-- BEGIN Data extract --

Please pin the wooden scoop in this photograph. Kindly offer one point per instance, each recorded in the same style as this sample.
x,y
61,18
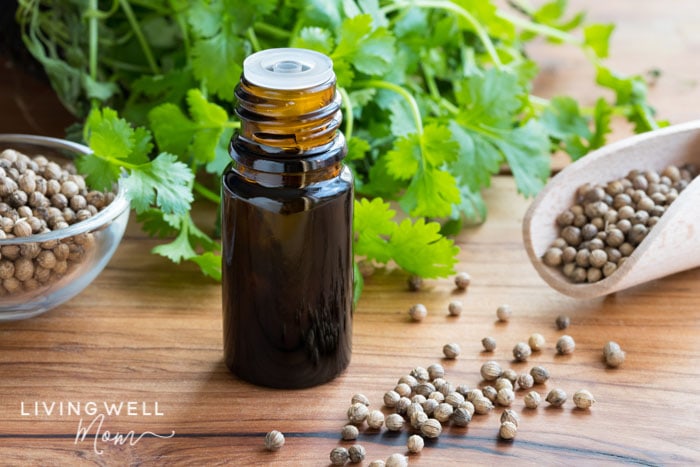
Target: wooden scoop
x,y
672,245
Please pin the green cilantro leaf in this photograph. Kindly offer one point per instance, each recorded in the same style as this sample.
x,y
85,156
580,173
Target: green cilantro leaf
x,y
163,182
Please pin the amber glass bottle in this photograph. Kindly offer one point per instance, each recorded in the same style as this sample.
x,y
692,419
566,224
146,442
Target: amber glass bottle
x,y
287,225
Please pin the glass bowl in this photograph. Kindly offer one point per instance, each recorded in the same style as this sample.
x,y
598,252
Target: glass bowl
x,y
36,282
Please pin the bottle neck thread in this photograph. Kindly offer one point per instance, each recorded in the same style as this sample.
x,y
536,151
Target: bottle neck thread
x,y
292,122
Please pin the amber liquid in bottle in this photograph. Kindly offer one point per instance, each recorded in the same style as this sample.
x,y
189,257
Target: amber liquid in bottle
x,y
287,226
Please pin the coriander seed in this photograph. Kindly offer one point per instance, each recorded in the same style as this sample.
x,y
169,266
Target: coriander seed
x,y
521,352
562,322
532,400
391,398
613,354
583,399
489,344
415,444
451,351
539,374
351,432
339,456
565,345
396,460
510,415
462,280
418,312
455,308
505,397
536,342
375,419
507,431
504,312
431,428
393,422
357,413
356,453
556,397
274,440
436,371
461,417
490,370
525,381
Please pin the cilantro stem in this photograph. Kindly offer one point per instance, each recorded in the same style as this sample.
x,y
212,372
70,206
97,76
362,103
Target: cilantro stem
x,y
206,193
253,39
347,114
133,22
272,31
538,28
459,11
410,100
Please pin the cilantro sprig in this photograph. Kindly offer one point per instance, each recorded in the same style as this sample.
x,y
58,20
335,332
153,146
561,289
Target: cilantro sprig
x,y
437,99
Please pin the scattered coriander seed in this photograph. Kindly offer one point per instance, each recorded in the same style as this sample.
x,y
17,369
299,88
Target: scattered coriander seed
x,y
503,382
614,355
461,416
510,415
418,419
490,393
507,431
436,371
451,351
418,312
274,440
357,413
525,381
539,374
396,460
339,456
462,280
556,397
490,370
420,373
375,419
393,422
583,399
415,444
443,412
432,428
482,405
391,398
505,397
455,307
504,312
489,344
565,345
536,342
360,398
532,400
357,453
562,322
350,432
521,352
415,283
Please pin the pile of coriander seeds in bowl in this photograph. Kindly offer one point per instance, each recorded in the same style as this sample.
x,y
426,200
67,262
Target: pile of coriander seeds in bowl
x,y
56,234
608,221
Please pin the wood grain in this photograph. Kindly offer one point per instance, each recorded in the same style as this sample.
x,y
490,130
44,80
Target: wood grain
x,y
148,331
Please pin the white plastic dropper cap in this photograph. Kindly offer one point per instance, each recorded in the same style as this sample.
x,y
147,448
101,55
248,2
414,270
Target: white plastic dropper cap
x,y
288,69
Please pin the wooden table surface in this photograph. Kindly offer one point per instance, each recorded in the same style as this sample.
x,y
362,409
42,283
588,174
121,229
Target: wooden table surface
x,y
149,332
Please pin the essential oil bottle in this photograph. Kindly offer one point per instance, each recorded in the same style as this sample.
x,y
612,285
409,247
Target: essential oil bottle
x,y
287,225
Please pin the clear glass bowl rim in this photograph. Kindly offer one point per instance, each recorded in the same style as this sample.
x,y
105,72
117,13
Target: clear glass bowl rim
x,y
116,207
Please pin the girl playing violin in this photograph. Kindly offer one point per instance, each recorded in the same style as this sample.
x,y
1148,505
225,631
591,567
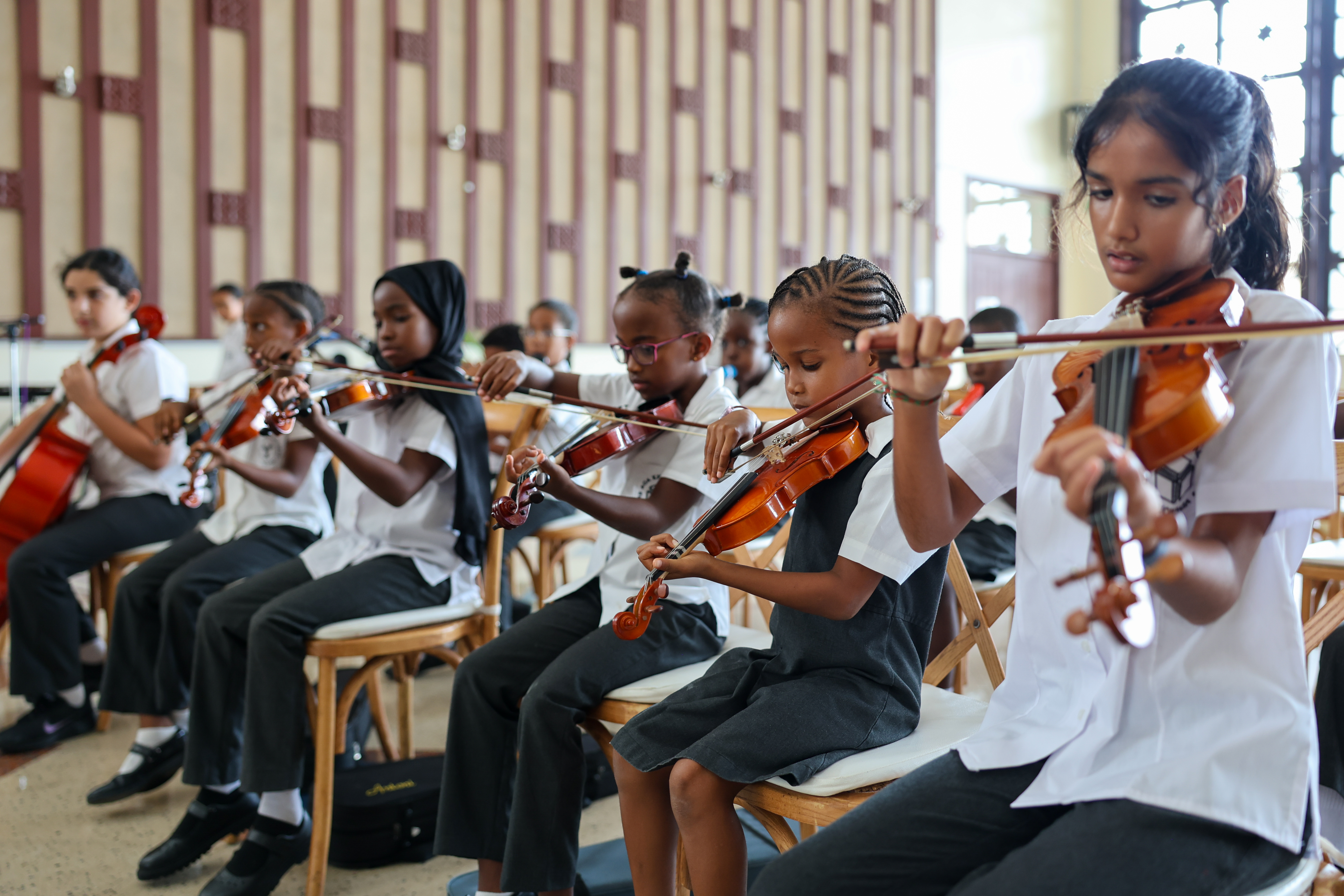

-- END Data extract --

- **Exercise goal**:
Copy word for word the lines of the records that begin at the line containing "Please pin the wooden table" and run through the end of the records. Leave the pictures out of your copy.

- **Response for this exercise**:
Please pin the wooden table surface in this photograph. Kindly offer one point per instance, each recorded in the same style as this sample.
x,y
362,409
42,283
588,174
121,229
Target: wooden table surface
x,y
149,332
Please pin the essential oil bottle in this photograph. Kindly offer one point per instance, each recorded in the same style as this sample.
x,y
612,285
409,247
Target: essential oil bottle
x,y
287,225
Please pin the clear glass bowl rim in this photograph. Kindly offer one point per instance, each recorded in the same style as this sample.
x,y
105,72
117,13
Target: clear glass bowl rim
x,y
116,207
Please pin the girl playing violin in this photograph. Kindly offer one point per instance, each recorded in the same style as this sample.
x,y
1148,505
225,631
591,567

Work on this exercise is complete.